## COMPITO
Ricopia tutte le righe qui sotto senza cambiare nulla.

## Dati raccolti
------------

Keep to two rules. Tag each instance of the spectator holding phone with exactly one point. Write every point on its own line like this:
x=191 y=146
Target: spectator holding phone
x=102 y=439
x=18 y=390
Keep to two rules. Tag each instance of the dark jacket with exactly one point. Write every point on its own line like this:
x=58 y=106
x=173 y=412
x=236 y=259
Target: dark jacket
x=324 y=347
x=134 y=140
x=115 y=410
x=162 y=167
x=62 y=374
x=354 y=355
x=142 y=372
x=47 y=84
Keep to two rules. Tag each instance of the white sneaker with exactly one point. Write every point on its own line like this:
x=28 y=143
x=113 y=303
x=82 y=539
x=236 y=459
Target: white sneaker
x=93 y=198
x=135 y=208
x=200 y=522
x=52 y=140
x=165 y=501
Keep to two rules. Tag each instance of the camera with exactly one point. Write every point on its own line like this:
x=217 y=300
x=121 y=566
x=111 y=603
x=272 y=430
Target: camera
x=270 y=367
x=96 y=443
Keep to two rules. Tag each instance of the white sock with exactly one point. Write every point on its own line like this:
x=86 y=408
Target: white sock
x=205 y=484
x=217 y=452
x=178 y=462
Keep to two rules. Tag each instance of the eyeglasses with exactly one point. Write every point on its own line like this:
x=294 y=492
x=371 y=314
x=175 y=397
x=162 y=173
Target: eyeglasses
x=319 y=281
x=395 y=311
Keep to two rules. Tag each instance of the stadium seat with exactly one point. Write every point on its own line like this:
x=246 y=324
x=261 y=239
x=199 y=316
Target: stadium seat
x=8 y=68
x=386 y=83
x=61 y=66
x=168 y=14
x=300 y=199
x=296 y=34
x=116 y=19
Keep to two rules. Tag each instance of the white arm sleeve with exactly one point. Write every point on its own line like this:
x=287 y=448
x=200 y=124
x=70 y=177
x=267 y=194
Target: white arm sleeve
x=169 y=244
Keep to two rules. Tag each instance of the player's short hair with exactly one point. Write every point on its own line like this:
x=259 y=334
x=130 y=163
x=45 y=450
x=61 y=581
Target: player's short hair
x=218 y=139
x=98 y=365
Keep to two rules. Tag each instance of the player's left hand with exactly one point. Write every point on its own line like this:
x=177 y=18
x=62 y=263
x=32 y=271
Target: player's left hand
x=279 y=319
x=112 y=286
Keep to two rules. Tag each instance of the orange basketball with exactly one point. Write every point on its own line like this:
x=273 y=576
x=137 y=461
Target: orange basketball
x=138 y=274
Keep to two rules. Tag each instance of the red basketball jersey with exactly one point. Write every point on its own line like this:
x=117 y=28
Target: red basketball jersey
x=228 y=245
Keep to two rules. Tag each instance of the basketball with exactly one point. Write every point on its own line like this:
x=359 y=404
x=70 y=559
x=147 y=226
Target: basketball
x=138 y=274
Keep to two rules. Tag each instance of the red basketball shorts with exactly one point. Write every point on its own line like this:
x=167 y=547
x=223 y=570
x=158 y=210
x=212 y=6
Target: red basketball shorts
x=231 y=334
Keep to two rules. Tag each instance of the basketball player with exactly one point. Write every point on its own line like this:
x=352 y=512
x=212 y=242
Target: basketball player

------------

## RISULTATO COMPLETO
Keep to two rules. Tag each instance of the spectator holding phone with exactly one point. Write every point on its own line like this:
x=191 y=146
Target: spectator holding phone
x=102 y=439
x=18 y=390
Keep to two rules. Tag each instance of the dark jacket with exactly one point. Write every point on its own line like this:
x=58 y=106
x=173 y=412
x=236 y=259
Target: dark jacket
x=324 y=347
x=134 y=140
x=115 y=410
x=162 y=167
x=62 y=374
x=354 y=355
x=142 y=372
x=47 y=84
Keep to two rules. Tag each instance of the white sneaker with exactly one point. Write every point on its own line like this:
x=28 y=143
x=113 y=303
x=82 y=539
x=236 y=459
Target: white sneaker
x=93 y=198
x=135 y=208
x=200 y=522
x=52 y=140
x=165 y=501
Keep to two rules. Tag each instance of the camera with exactly one point. Write every point on its own line like this:
x=217 y=300
x=121 y=566
x=111 y=603
x=272 y=430
Target: camera
x=270 y=367
x=96 y=443
Keep to two rules. Tag each instance of the white sock with exactly one point. Write every point on its own line like this:
x=86 y=408
Target: white sock
x=205 y=484
x=217 y=452
x=178 y=462
Keep to two rules. Tag each instance of the eyeglasses with exactly one point. Write every point on its own line like this:
x=294 y=492
x=371 y=314
x=175 y=397
x=162 y=173
Target: eyeglasses
x=319 y=281
x=395 y=311
Keep to two rules. Tag each instance of the stadium seat with exactly one point. Write every point on its own line like this:
x=246 y=324
x=261 y=239
x=199 y=316
Target: stadium seat
x=8 y=68
x=386 y=83
x=61 y=66
x=168 y=14
x=300 y=199
x=296 y=34
x=116 y=19
Keep to two rules. Tag each instance of the white arm sleeve with exactly one point. Write every point on its own line like this:
x=287 y=448
x=200 y=124
x=70 y=177
x=267 y=194
Target: white arm sleeve
x=169 y=244
Keep to two rules. Tag each instance of the player's short hair with exactly one point. Write every point on its own line like this:
x=259 y=334
x=130 y=163
x=45 y=450
x=61 y=581
Target: player's short hair
x=218 y=139
x=98 y=365
Keep to two rules. Tag each instance of the player's left hand with exactly one point. Write every point on its own line like this:
x=177 y=18
x=62 y=263
x=32 y=271
Target: player's left hand
x=279 y=319
x=112 y=286
Keep to two rules. Tag each instance of the orange basketball with exactly one point. Write every point on its own line like this:
x=273 y=576
x=137 y=461
Target: orange basketball
x=138 y=274
Keep to two rules. Tag each instance of the red basketball jersey with exactly one point. Write every point on its own line like this:
x=117 y=28
Target: red basketball jersey
x=228 y=245
Keep to two rules. Tag each instance of the basketball with exactly one point. Write every point on its own line like this:
x=359 y=404
x=70 y=559
x=147 y=226
Target: basketball
x=138 y=274
Keep to two rules. Tag each instance of the red basketball shorts with exactly one point. Write every point on its own line like this:
x=167 y=547
x=223 y=570
x=158 y=210
x=212 y=6
Target: red basketball shorts
x=231 y=334
Keep to two rules. Tag each instance of the basketball player with exactly one point. Write every point on its own line like this:
x=352 y=512
x=212 y=242
Target: basketball player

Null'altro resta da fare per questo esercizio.